[Free-text object descriptions]
-- Opening Marker --
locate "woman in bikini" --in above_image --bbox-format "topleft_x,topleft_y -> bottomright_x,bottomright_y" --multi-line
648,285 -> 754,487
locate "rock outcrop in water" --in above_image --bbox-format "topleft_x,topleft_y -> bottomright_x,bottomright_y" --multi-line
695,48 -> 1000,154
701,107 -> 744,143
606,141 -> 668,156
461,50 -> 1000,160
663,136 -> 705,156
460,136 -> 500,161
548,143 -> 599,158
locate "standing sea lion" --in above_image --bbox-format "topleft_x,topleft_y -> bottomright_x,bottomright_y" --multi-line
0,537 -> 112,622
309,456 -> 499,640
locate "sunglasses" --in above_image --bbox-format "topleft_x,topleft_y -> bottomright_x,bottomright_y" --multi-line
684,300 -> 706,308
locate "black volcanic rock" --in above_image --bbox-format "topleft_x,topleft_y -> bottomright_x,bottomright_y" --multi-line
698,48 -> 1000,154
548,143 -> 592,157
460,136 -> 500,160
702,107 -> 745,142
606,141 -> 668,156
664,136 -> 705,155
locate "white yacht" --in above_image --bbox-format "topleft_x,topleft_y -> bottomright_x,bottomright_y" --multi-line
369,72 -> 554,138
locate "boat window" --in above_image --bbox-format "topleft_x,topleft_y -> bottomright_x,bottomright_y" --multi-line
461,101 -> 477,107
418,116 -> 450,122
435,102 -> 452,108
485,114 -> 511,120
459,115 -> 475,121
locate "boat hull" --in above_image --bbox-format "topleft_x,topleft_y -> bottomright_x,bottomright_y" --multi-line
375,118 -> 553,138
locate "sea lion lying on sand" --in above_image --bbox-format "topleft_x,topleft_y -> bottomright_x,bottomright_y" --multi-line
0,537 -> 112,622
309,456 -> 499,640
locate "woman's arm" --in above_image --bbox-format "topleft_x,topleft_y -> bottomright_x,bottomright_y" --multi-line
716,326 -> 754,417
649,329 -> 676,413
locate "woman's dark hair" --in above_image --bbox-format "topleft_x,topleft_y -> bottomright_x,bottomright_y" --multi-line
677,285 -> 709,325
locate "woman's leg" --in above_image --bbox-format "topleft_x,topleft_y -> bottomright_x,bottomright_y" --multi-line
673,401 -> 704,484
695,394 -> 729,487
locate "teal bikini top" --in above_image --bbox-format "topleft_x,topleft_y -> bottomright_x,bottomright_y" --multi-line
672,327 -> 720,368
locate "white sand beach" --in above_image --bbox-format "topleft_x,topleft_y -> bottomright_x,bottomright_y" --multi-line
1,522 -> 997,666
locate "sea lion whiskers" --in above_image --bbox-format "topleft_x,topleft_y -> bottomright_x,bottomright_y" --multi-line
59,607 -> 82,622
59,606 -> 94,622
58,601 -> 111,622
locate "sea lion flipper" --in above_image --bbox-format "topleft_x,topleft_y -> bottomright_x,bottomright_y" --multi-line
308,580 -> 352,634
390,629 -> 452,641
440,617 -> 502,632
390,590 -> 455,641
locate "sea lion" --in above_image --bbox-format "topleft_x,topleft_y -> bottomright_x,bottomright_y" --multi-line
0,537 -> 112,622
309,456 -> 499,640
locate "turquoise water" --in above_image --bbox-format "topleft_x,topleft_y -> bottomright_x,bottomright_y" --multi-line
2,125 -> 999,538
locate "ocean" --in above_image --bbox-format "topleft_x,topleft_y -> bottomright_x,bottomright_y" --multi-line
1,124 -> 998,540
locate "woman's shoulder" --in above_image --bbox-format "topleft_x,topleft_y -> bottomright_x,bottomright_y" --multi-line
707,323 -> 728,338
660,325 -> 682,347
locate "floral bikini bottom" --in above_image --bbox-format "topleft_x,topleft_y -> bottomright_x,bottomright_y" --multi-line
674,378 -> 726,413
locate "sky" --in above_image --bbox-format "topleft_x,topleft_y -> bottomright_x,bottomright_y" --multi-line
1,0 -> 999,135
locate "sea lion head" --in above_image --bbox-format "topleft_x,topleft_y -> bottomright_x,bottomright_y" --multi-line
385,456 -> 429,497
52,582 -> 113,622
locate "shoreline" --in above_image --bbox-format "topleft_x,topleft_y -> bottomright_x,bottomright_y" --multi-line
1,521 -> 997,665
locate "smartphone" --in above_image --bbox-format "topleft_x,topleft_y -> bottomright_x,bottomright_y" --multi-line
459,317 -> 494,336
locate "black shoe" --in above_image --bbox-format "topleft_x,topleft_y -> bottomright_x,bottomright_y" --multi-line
-- Closing Marker --
REQUIREMENT: All of the entries above should be written out verbatim.

TASK RESPONSE:
locate "woman in bikini" --in above_image --bbox-format "topleft_x,topleft_y -> bottomright_x,bottomright_y" --multi-line
648,285 -> 754,487
locate "rock outcrop in water" --in above_image --bbox-format "topleft_x,topleft_y -> bottomright_x,bottomright_y" --multi-line
695,48 -> 1000,154
701,107 -> 744,143
606,141 -> 668,156
461,50 -> 1000,160
663,136 -> 705,156
460,136 -> 500,161
548,143 -> 599,158
locate "standing sea lion" --in above_image --bbox-format "topleft_x,topleft_y -> bottomright_x,bottomright_y" --multi-line
0,537 -> 112,622
309,456 -> 499,640
locate "sunglasses" --in above_image --bbox-format "topleft_x,topleft_y -> bottomright_x,bottomright_y" --multi-line
684,300 -> 706,308
locate "black volcanic rock" --in above_image --bbox-format "topleft_x,topleft_y -> bottomright_x,bottomright_y" --multi-line
698,48 -> 1000,154
548,143 -> 592,157
460,136 -> 500,160
702,107 -> 745,142
606,141 -> 668,156
664,136 -> 705,155
locate "white yacht" --in above_image --bbox-format "topleft_x,topleft_y -> bottomright_x,bottomright_y" --multi-line
369,72 -> 554,138
locate "boat window" --in above_image --bbox-format "topleft_x,topleft_y -> bottomright_x,bottomright_y" --multi-line
461,101 -> 477,107
418,116 -> 450,122
435,102 -> 452,108
485,114 -> 511,120
459,115 -> 475,121
locate "boat hull" --in above_image --bbox-format "topleft_x,topleft_y -> bottomright_x,bottomright_y" --multi-line
375,118 -> 553,138
locate "sea lion lying on sand" --in above_image --bbox-format "topleft_x,topleft_y -> bottomright_x,bottomright_y" --multi-line
0,537 -> 112,622
309,456 -> 499,640
locate "woman's arm" --in above_image --bbox-format "topleft_x,topleft_y -> bottomright_x,bottomright_y" --multi-line
716,326 -> 754,417
649,329 -> 676,413
locate "woman's dark hair" --in above_image --bbox-format "topleft_x,topleft_y -> bottomright_x,bottomright_y" --multi-line
677,285 -> 709,325
locate "woman's leg" --in above_image --bbox-format "topleft_x,topleft_y -> bottomright_x,bottomright_y" --multi-line
673,401 -> 704,484
695,394 -> 729,487
locate "teal bikini top" --in above_image --bbox-format "topleft_x,topleft_y -> bottomright_x,bottomright_y" --multi-line
672,327 -> 720,368
locate "white sand beach" --in above_image --bbox-format "topleft_x,topleft_y -> bottomright_x,bottomright_y" --multi-line
1,522 -> 997,666
locate "sea lion whiskers" --in above_image --bbox-format "topleft_x,topleft_y -> bottomright_x,bottomright_y" --multi-line
59,607 -> 82,622
59,606 -> 94,622
58,601 -> 111,622
locate "sea lion flipper" --in above_image --bbox-format "topleft_x,topleft_y -> bottomright_x,bottomright_y" --multi-line
308,580 -> 352,634
390,629 -> 452,641
440,617 -> 502,632
390,590 -> 455,641
locate "sea lion" --in above_image --bbox-format "topleft_x,topleft_y -> bottomright_x,bottomright_y" --multi-line
0,537 -> 112,622
309,456 -> 499,640
locate "turquoise water" --in above_image --bbox-format "topleft_x,topleft_y -> bottomright_x,bottomright_y" --multi-line
2,125 -> 999,538
locate "ocean" --in above_image --bbox-format "topleft_x,topleft_y -> bottomright_x,bottomright_y" --multi-line
1,124 -> 998,540
locate "woman's shoulder" --in above_image --bbox-format "topleft_x,topleft_y -> bottomright_x,bottomright_y" --multi-line
707,323 -> 728,338
660,325 -> 682,347
locate "floral bikini bottom" --in above_image --bbox-format "topleft_x,topleft_y -> bottomright_x,bottomright_y" --multi-line
674,378 -> 726,413
locate "sky" --in above_image --bbox-format "topleft_x,topleft_y -> bottomright_x,bottomright_y" --multi-line
1,0 -> 999,135
locate "sea lion head" --in above_image --bbox-format "topleft_x,topleft_y -> bottomright_x,bottomright_y" --multi-line
385,456 -> 429,497
52,582 -> 113,622
locate "shoreline" --in above_image --bbox-format "topleft_x,topleft_y -> bottomright_x,bottomright_y" --multi-line
1,521 -> 997,665
locate "smartphone" --in above_image --bbox-format "topleft_x,topleft_y -> bottomright_x,bottomright_y" --multi-line
459,317 -> 494,336
locate "black shoe" --in above_image --bbox-format "topleft_x,topleft_y -> bottomright_x,bottomright_y" --multi-line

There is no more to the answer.